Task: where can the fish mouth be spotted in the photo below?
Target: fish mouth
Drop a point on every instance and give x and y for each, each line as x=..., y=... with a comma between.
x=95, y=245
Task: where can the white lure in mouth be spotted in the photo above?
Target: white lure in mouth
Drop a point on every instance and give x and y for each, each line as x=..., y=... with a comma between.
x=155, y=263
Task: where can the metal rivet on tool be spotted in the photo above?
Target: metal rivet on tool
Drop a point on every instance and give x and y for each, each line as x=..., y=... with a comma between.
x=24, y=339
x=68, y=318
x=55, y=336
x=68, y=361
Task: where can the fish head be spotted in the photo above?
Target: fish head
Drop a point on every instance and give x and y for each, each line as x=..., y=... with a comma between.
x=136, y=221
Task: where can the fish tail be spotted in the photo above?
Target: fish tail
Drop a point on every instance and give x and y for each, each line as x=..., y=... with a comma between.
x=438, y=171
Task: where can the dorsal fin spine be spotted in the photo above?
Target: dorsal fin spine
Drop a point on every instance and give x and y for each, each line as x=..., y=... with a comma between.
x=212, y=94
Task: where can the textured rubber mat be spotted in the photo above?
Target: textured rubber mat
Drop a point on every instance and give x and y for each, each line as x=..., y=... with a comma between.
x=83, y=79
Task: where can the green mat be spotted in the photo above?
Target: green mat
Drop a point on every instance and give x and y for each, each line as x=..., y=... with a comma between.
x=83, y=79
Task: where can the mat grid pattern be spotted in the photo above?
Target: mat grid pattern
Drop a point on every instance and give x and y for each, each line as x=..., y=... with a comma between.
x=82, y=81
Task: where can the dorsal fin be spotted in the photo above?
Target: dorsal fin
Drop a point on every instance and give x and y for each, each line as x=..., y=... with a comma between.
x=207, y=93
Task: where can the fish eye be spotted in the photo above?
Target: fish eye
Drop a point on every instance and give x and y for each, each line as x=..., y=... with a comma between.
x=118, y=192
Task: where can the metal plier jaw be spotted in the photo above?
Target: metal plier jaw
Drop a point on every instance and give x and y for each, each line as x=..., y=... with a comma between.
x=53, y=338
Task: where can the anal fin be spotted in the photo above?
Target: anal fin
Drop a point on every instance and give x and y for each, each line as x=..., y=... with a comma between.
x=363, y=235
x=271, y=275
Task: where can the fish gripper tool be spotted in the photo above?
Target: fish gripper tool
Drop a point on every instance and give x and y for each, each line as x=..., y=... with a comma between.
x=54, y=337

==========

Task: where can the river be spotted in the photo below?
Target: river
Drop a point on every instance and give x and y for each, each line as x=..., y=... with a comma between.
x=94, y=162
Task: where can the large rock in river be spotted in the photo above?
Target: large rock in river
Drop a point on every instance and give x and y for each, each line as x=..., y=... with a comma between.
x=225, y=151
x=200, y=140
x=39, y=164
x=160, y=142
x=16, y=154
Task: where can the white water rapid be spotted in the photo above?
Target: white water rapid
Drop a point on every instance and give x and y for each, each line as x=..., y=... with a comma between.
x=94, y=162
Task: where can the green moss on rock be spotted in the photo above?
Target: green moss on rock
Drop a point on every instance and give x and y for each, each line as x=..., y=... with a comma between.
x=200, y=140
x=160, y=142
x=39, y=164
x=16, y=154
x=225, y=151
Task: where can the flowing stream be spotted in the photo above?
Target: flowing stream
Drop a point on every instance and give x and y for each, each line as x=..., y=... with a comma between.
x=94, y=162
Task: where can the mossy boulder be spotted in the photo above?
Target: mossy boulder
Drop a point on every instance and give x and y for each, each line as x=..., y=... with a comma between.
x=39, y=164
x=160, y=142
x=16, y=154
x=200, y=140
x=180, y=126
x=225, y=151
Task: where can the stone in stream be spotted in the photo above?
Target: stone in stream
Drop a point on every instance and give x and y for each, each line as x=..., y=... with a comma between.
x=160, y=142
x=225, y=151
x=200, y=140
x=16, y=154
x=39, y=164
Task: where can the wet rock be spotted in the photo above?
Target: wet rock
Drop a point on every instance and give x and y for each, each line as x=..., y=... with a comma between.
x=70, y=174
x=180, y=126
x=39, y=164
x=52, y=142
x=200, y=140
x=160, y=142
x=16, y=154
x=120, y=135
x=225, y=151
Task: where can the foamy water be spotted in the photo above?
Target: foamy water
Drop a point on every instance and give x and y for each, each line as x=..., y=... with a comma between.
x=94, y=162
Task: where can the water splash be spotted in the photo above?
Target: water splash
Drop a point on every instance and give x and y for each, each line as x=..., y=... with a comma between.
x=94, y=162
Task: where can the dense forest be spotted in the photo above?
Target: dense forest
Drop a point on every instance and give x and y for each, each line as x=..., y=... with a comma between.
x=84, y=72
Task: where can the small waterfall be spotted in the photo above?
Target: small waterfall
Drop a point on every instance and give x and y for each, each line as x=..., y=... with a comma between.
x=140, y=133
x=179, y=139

==========

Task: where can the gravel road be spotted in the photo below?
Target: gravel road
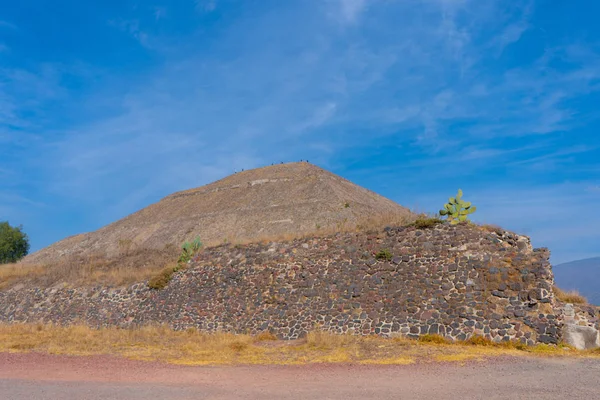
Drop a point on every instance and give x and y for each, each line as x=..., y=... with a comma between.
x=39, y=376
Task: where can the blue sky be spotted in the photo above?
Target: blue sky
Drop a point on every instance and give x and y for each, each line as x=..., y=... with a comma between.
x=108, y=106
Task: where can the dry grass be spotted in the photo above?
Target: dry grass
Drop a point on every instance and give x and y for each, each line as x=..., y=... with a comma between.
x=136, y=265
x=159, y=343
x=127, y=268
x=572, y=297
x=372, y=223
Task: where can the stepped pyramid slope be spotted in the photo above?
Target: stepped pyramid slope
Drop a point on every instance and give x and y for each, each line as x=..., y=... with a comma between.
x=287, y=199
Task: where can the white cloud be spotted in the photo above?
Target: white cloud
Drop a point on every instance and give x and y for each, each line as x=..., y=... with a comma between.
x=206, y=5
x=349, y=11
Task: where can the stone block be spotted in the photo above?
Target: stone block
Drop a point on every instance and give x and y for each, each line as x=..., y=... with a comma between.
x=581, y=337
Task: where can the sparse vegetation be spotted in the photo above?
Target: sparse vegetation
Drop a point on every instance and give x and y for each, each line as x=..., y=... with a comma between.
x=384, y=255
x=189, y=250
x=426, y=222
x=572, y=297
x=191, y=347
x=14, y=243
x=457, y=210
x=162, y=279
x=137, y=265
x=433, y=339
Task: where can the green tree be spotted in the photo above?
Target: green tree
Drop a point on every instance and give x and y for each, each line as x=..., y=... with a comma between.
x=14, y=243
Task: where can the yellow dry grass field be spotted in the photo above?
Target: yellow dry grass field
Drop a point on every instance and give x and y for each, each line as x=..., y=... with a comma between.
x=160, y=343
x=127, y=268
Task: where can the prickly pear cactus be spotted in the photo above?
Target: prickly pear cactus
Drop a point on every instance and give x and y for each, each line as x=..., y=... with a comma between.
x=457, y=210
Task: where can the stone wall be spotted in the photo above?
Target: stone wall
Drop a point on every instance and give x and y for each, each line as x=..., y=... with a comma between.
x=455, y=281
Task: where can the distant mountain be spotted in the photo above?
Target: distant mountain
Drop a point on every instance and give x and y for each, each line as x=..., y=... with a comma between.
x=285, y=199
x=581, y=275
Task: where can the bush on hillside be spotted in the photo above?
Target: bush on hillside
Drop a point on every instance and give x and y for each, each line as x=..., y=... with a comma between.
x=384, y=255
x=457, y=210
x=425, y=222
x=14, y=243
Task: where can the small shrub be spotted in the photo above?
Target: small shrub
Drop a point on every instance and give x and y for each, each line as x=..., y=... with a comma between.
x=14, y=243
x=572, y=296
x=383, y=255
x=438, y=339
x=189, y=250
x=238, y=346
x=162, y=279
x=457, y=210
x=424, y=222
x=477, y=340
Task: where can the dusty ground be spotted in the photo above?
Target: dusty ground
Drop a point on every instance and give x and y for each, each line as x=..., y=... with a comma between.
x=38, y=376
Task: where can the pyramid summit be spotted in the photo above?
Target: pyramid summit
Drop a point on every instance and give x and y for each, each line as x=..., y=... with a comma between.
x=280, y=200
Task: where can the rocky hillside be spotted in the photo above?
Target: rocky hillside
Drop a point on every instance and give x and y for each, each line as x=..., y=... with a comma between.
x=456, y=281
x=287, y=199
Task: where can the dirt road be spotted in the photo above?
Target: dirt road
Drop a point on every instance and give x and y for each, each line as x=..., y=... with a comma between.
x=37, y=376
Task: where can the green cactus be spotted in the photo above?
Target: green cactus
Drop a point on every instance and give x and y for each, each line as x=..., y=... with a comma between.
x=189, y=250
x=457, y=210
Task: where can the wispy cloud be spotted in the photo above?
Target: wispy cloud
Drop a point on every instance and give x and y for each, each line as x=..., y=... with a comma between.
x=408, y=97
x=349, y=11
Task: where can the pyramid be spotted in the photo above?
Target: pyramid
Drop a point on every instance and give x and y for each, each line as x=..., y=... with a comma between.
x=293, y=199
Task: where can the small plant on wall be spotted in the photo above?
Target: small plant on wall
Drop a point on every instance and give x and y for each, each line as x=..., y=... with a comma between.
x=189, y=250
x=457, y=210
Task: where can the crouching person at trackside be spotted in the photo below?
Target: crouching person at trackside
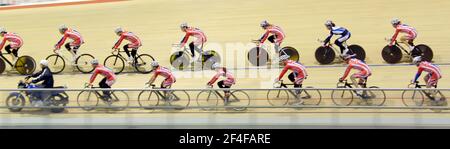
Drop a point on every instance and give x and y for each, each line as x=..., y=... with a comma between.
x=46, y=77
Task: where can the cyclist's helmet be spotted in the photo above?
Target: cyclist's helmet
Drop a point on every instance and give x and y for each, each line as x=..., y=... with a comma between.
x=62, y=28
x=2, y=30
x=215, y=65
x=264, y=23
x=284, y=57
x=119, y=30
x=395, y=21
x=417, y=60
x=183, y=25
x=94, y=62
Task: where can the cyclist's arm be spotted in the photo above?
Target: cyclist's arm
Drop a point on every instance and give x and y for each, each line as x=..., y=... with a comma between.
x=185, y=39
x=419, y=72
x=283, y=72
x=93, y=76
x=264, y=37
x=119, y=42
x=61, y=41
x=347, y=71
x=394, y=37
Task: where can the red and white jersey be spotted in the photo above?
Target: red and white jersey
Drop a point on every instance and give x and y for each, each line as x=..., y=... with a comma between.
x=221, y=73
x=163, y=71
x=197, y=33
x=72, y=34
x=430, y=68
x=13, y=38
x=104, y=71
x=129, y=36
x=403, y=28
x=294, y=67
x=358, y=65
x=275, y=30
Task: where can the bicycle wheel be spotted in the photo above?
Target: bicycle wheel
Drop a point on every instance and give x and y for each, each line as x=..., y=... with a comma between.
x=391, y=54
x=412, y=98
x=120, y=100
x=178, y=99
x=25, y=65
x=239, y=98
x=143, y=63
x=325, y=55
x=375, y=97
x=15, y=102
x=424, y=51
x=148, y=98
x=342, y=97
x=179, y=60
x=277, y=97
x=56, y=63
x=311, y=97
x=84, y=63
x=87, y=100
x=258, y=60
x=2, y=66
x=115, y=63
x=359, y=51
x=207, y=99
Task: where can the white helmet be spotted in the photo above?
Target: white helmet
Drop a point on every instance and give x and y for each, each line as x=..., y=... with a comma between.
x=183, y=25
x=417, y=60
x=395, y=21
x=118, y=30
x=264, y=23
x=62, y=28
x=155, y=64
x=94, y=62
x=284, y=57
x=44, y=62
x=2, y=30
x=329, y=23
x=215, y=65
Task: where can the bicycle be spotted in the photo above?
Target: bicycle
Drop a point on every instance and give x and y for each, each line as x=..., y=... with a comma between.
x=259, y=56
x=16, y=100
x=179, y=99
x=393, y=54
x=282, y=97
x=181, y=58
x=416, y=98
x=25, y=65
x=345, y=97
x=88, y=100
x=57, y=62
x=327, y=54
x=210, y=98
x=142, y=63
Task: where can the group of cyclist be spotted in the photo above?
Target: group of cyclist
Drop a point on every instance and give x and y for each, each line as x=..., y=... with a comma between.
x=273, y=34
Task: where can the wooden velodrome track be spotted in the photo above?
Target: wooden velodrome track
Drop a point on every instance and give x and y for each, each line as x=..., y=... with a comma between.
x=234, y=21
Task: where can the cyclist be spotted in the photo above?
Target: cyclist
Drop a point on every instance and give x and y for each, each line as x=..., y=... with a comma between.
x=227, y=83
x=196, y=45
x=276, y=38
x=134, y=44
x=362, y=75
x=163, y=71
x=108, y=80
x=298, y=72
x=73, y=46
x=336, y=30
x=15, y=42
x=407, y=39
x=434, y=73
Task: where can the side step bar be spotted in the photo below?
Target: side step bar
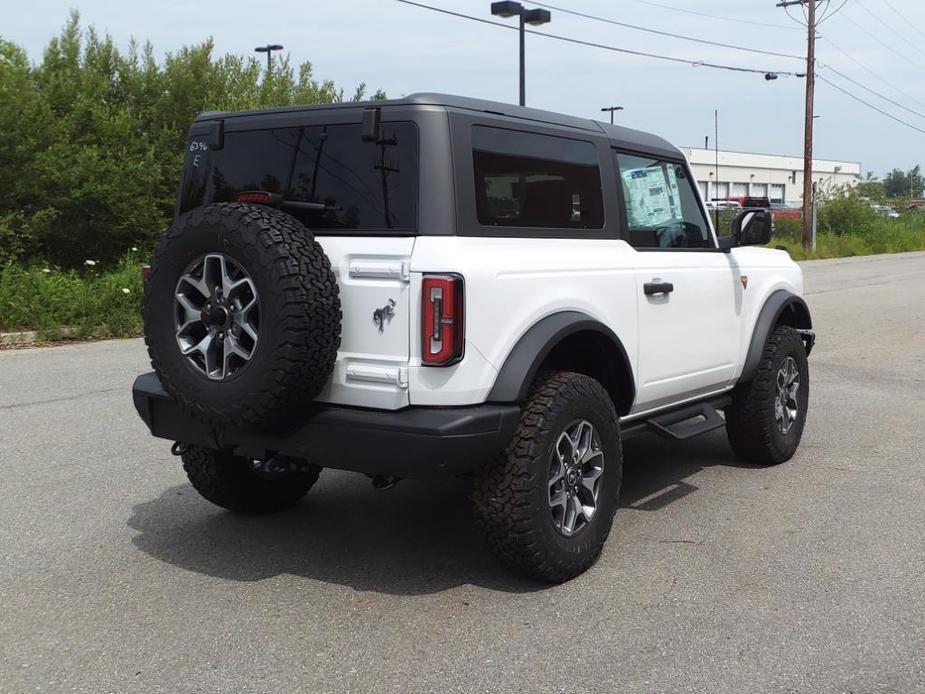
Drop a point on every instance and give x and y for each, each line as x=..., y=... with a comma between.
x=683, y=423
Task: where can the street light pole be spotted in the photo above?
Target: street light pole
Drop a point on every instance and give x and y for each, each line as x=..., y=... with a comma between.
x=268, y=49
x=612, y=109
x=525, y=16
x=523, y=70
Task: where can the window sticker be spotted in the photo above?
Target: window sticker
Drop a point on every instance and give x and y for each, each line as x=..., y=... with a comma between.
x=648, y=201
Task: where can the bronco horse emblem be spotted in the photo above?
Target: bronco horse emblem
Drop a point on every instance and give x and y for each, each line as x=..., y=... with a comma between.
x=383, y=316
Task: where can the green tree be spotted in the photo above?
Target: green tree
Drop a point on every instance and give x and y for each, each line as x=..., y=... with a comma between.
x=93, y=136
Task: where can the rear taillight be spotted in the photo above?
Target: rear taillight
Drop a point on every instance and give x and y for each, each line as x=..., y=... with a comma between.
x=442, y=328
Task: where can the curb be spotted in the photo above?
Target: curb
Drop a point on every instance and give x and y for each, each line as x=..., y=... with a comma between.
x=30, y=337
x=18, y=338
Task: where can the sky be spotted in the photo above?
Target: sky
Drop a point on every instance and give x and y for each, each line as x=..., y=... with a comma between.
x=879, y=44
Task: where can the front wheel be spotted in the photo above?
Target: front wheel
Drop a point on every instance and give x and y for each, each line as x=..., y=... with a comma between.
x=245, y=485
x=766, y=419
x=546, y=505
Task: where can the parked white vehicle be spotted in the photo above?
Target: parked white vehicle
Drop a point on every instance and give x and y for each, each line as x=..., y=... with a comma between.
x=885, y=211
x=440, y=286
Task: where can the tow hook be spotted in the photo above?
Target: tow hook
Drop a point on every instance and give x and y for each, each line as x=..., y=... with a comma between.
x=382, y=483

==========

**Task instructions**. Pick out every line of the records above that contains the word "wooden" and copy each one as it appears. Case counts.

**Answer to the problem**.
Task: where can the wooden velodrome track be spotted in the photo above?
Target: wooden velodrome track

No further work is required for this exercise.